A faithful, word-for-word copy of the records is required, and it must contain no pictures.

%%

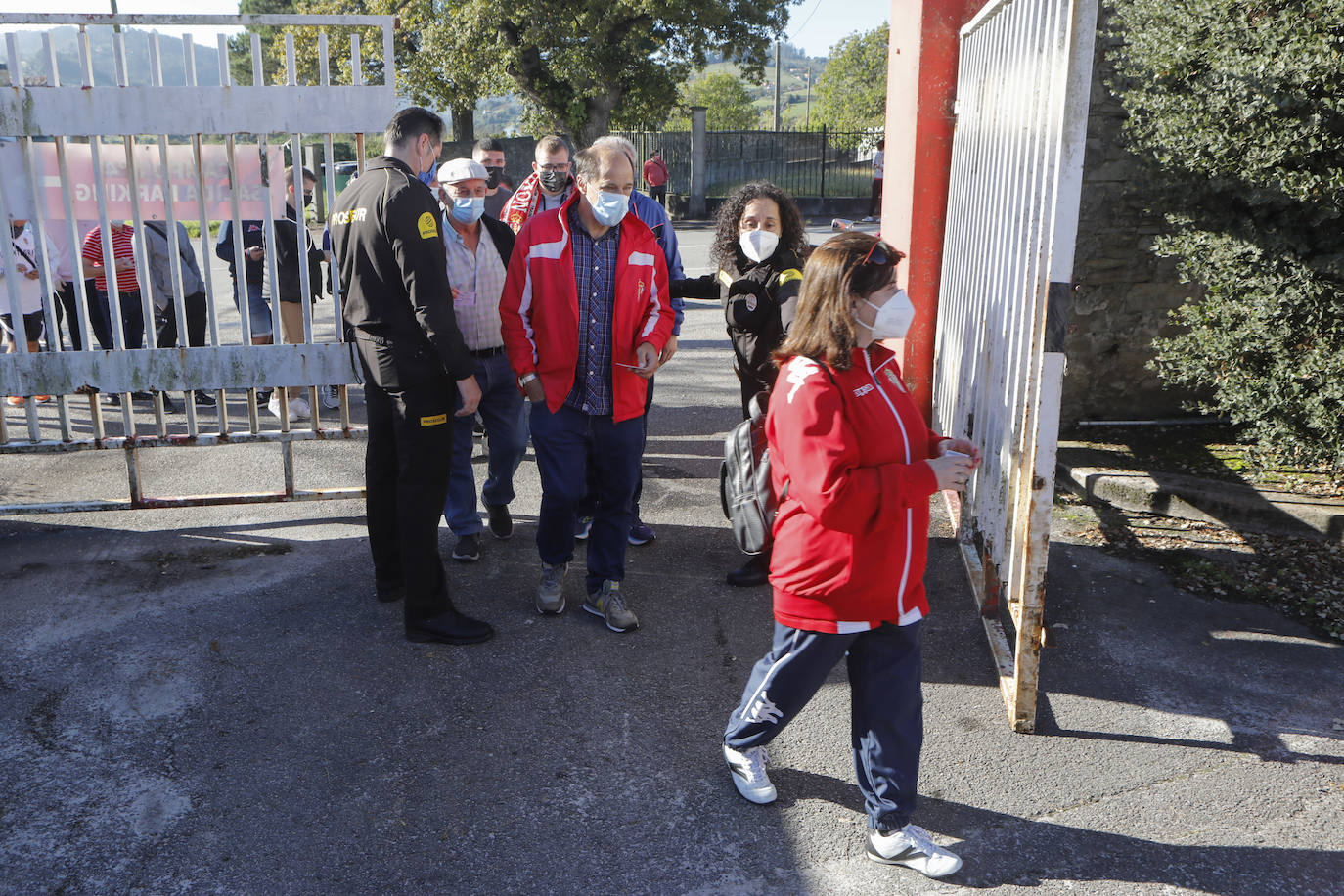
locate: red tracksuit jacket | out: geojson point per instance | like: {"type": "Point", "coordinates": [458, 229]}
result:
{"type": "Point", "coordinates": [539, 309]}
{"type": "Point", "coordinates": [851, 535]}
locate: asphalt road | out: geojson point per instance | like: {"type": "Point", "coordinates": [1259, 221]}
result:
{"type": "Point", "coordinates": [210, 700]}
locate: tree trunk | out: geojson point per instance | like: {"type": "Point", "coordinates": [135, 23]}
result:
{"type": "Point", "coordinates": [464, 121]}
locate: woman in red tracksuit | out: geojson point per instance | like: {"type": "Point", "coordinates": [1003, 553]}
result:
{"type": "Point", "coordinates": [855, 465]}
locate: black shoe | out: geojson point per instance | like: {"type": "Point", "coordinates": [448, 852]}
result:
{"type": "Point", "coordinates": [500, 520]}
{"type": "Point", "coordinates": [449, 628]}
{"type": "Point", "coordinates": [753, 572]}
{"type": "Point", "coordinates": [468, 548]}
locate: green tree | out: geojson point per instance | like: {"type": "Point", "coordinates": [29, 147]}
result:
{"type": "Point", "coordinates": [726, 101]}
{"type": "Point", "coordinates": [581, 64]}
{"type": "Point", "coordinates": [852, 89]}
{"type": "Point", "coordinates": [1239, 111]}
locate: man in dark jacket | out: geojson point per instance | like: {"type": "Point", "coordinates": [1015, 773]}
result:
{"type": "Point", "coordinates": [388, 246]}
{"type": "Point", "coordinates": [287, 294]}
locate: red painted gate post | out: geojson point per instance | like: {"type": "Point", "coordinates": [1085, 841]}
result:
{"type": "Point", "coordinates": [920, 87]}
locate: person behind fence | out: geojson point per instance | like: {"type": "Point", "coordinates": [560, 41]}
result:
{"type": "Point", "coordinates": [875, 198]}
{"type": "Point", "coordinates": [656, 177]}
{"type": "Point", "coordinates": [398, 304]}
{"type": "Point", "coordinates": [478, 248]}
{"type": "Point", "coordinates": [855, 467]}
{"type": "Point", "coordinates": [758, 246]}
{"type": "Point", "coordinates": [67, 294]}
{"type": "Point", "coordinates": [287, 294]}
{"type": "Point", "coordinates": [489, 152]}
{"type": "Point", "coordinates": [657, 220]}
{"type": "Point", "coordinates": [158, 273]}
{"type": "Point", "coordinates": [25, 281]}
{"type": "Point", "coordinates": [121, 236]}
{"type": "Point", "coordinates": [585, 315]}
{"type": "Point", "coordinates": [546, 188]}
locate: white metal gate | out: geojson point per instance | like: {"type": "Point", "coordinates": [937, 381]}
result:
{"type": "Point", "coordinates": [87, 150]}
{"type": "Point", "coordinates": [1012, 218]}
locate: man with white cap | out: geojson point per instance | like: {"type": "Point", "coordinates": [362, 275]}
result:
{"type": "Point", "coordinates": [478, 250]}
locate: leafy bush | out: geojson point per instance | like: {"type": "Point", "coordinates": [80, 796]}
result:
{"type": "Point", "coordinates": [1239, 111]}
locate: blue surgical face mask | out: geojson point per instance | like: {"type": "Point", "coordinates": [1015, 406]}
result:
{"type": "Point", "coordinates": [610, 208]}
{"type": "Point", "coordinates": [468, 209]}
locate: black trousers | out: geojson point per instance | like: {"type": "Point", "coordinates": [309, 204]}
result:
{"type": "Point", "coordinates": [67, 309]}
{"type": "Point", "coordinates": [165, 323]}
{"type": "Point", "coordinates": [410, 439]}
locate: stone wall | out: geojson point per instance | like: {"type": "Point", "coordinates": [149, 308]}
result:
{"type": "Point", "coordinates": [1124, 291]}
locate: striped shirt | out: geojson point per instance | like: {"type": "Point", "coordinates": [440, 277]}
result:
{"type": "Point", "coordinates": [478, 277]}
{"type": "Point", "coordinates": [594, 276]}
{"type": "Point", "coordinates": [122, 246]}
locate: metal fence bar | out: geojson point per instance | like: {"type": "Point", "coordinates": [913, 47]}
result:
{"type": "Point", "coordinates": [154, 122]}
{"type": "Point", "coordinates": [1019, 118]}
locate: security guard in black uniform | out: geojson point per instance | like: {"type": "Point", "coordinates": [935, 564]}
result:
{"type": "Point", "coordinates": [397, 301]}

%%

* **REPLY**:
locate: red tracksuit jacket | out: geojson point per instance | like: {"type": "Point", "coordinates": [458, 229]}
result:
{"type": "Point", "coordinates": [539, 309]}
{"type": "Point", "coordinates": [851, 535]}
locate: asphalt road | out: geojson point per instance | like: {"type": "Point", "coordinates": [1259, 221]}
result:
{"type": "Point", "coordinates": [210, 700]}
locate: tree trunk | out: geojson point per instance | like: {"type": "Point", "coordinates": [135, 23]}
result:
{"type": "Point", "coordinates": [464, 121]}
locate: woman in red tracksuit | out: geojson point per instance | like: {"type": "Point", "coordinates": [1003, 553]}
result:
{"type": "Point", "coordinates": [855, 465]}
locate: black shoe | out: geojson point per instance | like: {"type": "Point", "coordinates": [448, 852]}
result:
{"type": "Point", "coordinates": [500, 520]}
{"type": "Point", "coordinates": [449, 628]}
{"type": "Point", "coordinates": [753, 572]}
{"type": "Point", "coordinates": [468, 548]}
locate: green tree | out: geojson point per instance | like: {"type": "Point", "coordinates": [29, 147]}
result:
{"type": "Point", "coordinates": [726, 101]}
{"type": "Point", "coordinates": [581, 64]}
{"type": "Point", "coordinates": [852, 89]}
{"type": "Point", "coordinates": [1239, 111]}
locate: man in dark jacket | out: geojson point per instance | like: {"type": "Point", "coordinates": [1015, 773]}
result:
{"type": "Point", "coordinates": [388, 246]}
{"type": "Point", "coordinates": [287, 294]}
locate: red painted gate post | out: geojson point per instance | like: {"type": "Point", "coordinates": [1085, 841]}
result:
{"type": "Point", "coordinates": [920, 87]}
locate: person behind fence | out: geojson point per instance | like: {"type": "Point", "coordinates": [560, 41]}
result:
{"type": "Point", "coordinates": [875, 198]}
{"type": "Point", "coordinates": [656, 177]}
{"type": "Point", "coordinates": [398, 304]}
{"type": "Point", "coordinates": [478, 248]}
{"type": "Point", "coordinates": [855, 467]}
{"type": "Point", "coordinates": [758, 246]}
{"type": "Point", "coordinates": [67, 294]}
{"type": "Point", "coordinates": [287, 294]}
{"type": "Point", "coordinates": [489, 152]}
{"type": "Point", "coordinates": [657, 220]}
{"type": "Point", "coordinates": [158, 273]}
{"type": "Point", "coordinates": [25, 281]}
{"type": "Point", "coordinates": [121, 236]}
{"type": "Point", "coordinates": [585, 315]}
{"type": "Point", "coordinates": [546, 188]}
locate: white metal gate | out: geojson point per instance | like: {"type": "Point", "coordinates": [937, 381]}
result:
{"type": "Point", "coordinates": [87, 150]}
{"type": "Point", "coordinates": [1012, 218]}
locate: man with white cap | out: geojson point per instance | like: {"type": "Point", "coordinates": [362, 275]}
result:
{"type": "Point", "coordinates": [478, 250]}
locate: leafy bush | out: geojson point per instance | like: {"type": "Point", "coordinates": [80, 796]}
result:
{"type": "Point", "coordinates": [1239, 111]}
locate: blue surgical face mask | out: geojson point per instance | like: {"type": "Point", "coordinates": [1015, 406]}
result:
{"type": "Point", "coordinates": [610, 208]}
{"type": "Point", "coordinates": [468, 209]}
locate: black trousers | out: geojson point per instance | like: {"type": "Point", "coordinates": [309, 204]}
result:
{"type": "Point", "coordinates": [67, 309]}
{"type": "Point", "coordinates": [165, 323]}
{"type": "Point", "coordinates": [410, 439]}
locate: stone wall | out: geojson point per instance | like: {"type": "Point", "coordinates": [149, 308]}
result:
{"type": "Point", "coordinates": [1124, 291]}
locate: striped shirt | out: geojson point per instance | like: {"type": "Point", "coordinates": [440, 277]}
result:
{"type": "Point", "coordinates": [478, 277]}
{"type": "Point", "coordinates": [594, 276]}
{"type": "Point", "coordinates": [122, 246]}
locate: metal fence bar | out: geojson point per instance | like: {"type": "Point", "coordinates": [913, 47]}
result:
{"type": "Point", "coordinates": [154, 122]}
{"type": "Point", "coordinates": [1019, 118]}
locate: security guard in black uniform | out: geojson point per instance | like: {"type": "Point", "coordinates": [935, 564]}
result:
{"type": "Point", "coordinates": [397, 301]}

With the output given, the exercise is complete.